▸ Information provided
>> START
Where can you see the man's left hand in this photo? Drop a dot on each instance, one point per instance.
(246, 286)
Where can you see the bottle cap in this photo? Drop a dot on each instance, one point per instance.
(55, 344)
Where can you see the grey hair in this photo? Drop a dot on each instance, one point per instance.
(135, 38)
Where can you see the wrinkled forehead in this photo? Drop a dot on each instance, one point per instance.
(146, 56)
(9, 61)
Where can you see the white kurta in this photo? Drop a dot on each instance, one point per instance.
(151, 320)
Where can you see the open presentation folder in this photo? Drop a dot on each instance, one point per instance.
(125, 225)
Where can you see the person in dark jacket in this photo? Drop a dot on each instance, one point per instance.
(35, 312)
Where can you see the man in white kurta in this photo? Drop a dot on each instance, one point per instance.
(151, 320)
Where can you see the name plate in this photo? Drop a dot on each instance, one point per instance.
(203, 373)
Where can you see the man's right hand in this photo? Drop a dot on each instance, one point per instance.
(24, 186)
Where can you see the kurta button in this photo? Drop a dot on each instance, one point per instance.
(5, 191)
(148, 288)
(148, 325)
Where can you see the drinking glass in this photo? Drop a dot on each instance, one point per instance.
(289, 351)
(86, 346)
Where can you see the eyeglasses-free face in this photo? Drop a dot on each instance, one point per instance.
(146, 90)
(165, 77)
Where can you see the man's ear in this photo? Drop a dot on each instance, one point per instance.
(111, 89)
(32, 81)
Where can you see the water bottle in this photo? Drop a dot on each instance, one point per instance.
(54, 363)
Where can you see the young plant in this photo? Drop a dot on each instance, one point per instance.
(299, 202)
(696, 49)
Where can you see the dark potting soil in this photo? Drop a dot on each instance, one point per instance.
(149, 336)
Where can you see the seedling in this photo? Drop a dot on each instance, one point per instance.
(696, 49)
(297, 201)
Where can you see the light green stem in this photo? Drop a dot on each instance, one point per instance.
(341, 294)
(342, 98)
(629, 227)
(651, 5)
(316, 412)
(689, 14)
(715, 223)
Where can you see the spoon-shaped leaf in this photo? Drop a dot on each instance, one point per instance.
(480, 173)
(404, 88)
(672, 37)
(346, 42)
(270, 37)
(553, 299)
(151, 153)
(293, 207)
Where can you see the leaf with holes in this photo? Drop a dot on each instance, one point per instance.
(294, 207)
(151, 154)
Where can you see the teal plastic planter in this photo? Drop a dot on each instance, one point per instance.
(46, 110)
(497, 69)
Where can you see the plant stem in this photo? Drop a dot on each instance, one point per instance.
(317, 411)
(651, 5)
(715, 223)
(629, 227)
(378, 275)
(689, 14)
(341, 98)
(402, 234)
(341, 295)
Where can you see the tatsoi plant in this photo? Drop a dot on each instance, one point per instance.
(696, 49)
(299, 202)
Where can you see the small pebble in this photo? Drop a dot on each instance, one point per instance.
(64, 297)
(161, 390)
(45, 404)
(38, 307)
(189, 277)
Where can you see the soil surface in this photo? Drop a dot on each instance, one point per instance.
>> END
▸ Given request
Can you give the lines again from the line with "Where can you see the tatsoi" through the end of the lines, replacing "Drop a dot" with "Place a mark" and leaving everything else unchanged?

▸ Full output
Where can you see the tatsoi plant in this photo? Place a mark on each instance, one point per instance.
(696, 49)
(299, 202)
Where can you see the small pebble in this photo? Place a mark on each instance, one point per instance.
(64, 297)
(161, 390)
(45, 404)
(38, 307)
(189, 277)
Where can you see the soil surface in this photo? Place a mark on each instance, one point per instance.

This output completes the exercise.